EXERCISE DETAILS
Only the lines from the one containing "Objective — one dot per instance of the jagged" to the end of the entries should be written out, each exactly as it stands, both ends included.

EXCERPTED DATA
— BEGIN —

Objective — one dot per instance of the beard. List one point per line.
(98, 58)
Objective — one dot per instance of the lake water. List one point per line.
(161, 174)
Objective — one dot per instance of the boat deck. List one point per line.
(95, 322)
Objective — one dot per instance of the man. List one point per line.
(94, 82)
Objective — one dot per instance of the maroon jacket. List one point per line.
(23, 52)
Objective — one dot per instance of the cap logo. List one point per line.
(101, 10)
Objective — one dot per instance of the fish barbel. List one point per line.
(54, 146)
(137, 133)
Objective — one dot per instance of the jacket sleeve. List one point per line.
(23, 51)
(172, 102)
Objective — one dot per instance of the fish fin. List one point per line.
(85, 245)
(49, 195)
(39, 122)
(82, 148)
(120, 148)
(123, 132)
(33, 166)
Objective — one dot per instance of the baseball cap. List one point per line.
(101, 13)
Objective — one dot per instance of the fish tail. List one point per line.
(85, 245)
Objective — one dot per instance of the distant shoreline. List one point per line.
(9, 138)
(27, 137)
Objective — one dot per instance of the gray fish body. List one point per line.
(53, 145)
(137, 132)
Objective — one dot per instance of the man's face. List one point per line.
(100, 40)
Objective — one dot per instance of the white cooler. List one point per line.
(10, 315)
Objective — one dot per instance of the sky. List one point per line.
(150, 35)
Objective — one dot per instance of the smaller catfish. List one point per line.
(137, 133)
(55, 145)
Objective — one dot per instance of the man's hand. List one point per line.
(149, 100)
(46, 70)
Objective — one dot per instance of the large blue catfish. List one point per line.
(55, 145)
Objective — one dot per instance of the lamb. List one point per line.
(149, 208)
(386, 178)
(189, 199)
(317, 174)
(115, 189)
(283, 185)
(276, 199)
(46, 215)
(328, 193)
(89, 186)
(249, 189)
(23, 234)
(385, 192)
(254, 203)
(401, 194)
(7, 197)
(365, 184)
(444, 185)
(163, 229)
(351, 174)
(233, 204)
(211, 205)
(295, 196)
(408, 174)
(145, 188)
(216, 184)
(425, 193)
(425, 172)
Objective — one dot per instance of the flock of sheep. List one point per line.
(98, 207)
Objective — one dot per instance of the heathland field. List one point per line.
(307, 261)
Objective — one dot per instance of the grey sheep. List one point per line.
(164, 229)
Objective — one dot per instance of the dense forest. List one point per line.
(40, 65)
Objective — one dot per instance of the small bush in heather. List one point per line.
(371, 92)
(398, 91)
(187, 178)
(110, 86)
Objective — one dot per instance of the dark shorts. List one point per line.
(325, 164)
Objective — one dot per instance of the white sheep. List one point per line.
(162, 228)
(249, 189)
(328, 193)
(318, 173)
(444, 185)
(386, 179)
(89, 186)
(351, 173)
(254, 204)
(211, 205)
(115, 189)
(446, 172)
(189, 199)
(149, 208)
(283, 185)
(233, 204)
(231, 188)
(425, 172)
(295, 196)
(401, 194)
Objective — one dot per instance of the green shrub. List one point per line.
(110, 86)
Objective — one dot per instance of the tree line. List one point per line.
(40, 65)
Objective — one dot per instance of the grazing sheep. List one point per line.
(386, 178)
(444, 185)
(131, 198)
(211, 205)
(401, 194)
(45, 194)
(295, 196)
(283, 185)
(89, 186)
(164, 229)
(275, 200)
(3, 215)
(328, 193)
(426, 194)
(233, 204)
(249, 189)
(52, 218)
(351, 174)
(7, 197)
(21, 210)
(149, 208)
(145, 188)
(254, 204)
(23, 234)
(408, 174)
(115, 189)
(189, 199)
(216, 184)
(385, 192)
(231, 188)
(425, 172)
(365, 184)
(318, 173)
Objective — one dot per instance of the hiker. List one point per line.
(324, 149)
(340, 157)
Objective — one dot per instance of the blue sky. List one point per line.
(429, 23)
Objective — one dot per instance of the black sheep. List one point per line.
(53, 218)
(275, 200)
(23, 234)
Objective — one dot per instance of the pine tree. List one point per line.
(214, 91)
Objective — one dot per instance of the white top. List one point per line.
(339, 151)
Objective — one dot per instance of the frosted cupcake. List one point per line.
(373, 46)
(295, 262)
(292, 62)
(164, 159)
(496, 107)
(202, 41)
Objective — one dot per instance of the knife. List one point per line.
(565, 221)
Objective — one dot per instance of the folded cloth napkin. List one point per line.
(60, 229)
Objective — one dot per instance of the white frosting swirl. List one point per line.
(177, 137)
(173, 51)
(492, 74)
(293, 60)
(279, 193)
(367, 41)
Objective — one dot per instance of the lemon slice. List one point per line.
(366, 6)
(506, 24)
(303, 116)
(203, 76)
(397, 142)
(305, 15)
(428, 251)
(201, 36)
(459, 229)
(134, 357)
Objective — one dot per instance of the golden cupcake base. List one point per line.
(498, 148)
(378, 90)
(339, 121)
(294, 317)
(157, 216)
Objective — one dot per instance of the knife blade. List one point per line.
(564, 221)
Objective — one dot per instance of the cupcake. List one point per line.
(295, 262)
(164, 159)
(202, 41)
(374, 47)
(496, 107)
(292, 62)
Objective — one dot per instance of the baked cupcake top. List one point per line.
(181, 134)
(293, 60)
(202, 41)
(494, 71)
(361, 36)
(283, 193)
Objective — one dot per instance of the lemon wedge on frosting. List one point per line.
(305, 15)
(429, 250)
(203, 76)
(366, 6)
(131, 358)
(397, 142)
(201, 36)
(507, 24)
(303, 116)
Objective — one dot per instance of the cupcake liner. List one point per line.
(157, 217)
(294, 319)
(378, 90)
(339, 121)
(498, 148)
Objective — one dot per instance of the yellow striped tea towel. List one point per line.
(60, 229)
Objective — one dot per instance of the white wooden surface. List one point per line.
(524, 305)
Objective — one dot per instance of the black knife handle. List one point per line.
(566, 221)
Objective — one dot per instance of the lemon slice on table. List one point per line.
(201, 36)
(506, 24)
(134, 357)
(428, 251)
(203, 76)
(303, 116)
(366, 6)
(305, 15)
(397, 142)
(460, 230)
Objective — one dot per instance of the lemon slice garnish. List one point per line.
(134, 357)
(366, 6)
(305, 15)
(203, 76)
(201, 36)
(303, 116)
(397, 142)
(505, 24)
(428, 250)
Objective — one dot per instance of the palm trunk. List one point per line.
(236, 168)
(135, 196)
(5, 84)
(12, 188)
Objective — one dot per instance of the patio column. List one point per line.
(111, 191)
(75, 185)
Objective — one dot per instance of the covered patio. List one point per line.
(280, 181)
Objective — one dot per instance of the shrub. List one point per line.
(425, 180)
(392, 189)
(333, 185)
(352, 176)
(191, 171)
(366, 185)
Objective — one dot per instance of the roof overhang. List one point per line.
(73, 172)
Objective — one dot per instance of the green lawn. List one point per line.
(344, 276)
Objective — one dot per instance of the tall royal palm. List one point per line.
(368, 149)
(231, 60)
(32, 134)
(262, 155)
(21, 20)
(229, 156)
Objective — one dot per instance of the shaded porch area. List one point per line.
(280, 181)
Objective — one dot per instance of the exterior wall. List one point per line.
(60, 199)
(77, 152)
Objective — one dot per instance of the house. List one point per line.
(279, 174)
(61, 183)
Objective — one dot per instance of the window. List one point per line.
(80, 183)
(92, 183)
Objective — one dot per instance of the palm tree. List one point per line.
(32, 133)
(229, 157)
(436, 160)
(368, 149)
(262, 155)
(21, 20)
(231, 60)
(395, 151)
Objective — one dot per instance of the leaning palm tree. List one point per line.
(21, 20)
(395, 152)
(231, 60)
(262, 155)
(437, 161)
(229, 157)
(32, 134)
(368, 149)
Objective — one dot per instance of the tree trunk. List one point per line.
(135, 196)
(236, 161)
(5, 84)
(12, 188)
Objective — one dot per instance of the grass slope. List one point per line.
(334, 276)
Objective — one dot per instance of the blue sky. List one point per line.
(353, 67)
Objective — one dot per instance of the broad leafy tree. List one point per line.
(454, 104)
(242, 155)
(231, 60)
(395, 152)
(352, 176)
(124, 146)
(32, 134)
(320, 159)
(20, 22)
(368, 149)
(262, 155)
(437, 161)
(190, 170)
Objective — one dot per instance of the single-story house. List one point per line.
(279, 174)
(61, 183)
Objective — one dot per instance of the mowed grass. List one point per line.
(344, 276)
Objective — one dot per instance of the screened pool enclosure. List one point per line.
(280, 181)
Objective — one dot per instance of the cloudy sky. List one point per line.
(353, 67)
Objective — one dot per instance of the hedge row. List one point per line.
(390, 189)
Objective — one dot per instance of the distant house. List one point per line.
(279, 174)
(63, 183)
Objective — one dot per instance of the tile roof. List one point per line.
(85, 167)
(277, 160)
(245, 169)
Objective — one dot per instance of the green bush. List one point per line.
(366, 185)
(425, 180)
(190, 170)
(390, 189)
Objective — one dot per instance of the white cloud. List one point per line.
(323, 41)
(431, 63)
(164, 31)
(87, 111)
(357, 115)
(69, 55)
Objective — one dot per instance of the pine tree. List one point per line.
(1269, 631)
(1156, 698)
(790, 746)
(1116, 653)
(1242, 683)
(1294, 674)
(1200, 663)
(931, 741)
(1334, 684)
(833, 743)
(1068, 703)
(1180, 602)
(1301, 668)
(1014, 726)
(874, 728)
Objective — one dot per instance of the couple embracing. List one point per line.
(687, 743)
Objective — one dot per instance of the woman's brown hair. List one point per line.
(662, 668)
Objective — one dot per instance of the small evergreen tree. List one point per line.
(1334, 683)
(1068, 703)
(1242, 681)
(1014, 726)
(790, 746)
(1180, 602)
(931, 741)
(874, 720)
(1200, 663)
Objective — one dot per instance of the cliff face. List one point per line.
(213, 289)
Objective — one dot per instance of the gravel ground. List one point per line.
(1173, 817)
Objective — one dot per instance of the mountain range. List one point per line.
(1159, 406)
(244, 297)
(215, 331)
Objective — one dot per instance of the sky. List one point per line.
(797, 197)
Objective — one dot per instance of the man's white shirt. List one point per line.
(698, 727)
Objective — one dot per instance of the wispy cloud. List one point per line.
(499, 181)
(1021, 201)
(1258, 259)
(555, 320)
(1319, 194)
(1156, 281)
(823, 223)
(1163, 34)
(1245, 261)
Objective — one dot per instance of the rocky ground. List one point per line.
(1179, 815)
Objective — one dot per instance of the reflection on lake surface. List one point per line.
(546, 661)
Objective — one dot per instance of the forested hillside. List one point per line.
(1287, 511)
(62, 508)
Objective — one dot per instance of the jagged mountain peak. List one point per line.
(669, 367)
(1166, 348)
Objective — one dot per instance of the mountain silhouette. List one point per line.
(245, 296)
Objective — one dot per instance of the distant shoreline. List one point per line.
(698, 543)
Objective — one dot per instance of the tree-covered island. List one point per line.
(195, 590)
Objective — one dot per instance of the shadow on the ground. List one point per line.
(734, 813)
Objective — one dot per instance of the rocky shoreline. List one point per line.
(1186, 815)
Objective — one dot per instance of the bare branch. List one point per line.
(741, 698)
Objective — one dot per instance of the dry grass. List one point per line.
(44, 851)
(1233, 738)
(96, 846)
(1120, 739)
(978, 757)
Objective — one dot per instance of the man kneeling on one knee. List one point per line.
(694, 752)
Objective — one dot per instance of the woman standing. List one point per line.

— END —

FINAL ANSWER
Objective — one dot per instance of the jagged mountain peak. List one point per line.
(669, 367)
(1166, 348)
Objective — one dot per instance of the mountain silhouette. List one point per line.
(245, 296)
Objective — one dot per instance of the distant shoreline. List one point per line.
(698, 543)
Objective — one dot per instance of the tree-covered island. List one point per line.
(195, 590)
Objective — one dot per instance of the shadow on the ground. List one point per line.
(734, 813)
Objective — one dot per instance of the rocky shoreline. List one point per line.
(1186, 815)
Objective — one dot per instance of the bare branch. List one point per line.
(741, 698)
Objective — one dot per instance of the dry grass. List one point per line.
(44, 851)
(1233, 738)
(96, 846)
(1120, 739)
(978, 757)
Objective — one dot per instance of the man kneeling on one knee. List one point per line.
(694, 752)
Objective — one dot per instance of the woman standing. List one point per line.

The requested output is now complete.